━━━━━ DATA FOR REVIEW

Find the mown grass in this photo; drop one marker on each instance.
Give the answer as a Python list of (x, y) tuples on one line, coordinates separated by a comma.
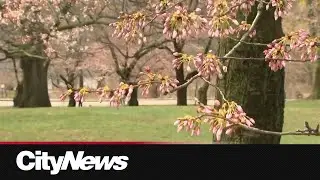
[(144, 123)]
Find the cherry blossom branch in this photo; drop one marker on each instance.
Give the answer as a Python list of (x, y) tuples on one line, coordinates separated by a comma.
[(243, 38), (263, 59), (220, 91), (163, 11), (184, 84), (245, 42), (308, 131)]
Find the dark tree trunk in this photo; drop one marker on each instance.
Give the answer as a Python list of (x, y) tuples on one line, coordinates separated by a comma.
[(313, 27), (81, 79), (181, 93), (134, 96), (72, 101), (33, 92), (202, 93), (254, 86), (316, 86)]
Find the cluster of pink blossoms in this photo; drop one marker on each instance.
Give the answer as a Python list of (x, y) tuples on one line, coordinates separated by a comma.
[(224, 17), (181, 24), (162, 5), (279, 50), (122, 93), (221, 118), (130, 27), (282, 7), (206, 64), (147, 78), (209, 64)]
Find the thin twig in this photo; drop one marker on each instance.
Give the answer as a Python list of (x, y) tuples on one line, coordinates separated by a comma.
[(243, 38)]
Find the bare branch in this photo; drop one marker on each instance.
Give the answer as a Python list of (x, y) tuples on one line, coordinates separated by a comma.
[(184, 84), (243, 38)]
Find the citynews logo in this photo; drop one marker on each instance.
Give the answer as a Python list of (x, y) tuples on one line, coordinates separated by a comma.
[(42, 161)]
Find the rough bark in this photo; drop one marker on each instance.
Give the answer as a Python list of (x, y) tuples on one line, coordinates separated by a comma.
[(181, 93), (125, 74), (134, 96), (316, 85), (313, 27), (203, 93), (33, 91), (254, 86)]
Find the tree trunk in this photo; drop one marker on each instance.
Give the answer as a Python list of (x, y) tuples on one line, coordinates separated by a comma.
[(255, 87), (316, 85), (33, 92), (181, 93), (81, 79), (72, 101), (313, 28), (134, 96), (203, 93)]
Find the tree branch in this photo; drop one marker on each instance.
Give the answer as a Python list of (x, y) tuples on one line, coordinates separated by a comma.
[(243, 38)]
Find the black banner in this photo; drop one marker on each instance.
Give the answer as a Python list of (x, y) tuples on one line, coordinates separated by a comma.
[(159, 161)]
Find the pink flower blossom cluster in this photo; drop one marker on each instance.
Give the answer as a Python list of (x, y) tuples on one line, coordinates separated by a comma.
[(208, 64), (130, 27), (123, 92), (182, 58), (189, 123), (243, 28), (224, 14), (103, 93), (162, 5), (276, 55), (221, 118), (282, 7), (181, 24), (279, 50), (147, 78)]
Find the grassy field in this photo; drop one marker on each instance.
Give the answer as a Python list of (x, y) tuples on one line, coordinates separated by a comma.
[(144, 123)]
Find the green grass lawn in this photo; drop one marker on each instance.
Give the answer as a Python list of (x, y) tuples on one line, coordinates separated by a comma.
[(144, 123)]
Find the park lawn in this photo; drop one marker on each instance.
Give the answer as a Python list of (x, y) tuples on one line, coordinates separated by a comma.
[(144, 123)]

━━━━━━━━━━
━━━━━ DATA FOR REVIEW

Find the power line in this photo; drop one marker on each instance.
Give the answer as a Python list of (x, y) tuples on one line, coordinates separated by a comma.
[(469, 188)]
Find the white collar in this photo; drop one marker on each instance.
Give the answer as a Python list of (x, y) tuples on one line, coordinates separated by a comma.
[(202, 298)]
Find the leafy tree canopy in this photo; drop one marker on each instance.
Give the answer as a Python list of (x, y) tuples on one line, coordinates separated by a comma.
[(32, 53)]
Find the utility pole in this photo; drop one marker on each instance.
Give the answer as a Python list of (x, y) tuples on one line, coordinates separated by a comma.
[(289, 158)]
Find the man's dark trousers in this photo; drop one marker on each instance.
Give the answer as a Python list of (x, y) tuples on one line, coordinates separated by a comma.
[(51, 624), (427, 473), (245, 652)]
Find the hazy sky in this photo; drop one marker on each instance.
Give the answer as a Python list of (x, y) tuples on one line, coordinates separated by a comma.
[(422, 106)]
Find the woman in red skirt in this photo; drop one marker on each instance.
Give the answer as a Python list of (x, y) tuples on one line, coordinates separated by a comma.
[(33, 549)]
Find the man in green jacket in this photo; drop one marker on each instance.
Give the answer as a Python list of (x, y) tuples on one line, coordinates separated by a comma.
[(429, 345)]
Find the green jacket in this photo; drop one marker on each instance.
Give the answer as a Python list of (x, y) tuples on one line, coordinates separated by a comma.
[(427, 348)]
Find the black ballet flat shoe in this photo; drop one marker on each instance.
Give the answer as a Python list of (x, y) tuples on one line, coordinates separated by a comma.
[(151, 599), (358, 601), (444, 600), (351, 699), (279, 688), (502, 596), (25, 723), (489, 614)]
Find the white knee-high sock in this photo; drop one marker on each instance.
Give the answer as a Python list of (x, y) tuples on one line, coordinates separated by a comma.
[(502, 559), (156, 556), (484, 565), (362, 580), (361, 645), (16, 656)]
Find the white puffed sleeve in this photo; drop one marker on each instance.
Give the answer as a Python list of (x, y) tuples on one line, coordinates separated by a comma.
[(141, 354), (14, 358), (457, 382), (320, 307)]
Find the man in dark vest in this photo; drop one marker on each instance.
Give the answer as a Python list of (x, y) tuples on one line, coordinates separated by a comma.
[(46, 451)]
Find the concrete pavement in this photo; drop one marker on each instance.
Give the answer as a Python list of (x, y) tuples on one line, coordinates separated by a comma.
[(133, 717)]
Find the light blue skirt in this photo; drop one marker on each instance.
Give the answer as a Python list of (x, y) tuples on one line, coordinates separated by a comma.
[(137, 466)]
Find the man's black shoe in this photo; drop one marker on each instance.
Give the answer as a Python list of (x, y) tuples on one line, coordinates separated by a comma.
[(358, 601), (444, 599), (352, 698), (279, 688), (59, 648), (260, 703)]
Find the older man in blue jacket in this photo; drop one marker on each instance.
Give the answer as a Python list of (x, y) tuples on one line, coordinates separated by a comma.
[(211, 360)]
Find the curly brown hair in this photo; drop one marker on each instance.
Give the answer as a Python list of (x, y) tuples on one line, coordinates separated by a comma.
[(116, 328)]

━━━━━━━━━━

• [PROBLEM TO WORK ON]: Where a line of the records includes "shoe", copy it.

• [RESPONSE TO THE TASK]:
Find the black ballet flat shoe in this photo; drop one marker on each instance.
Find the man's black shoe in this photo; drop one marker on each instance.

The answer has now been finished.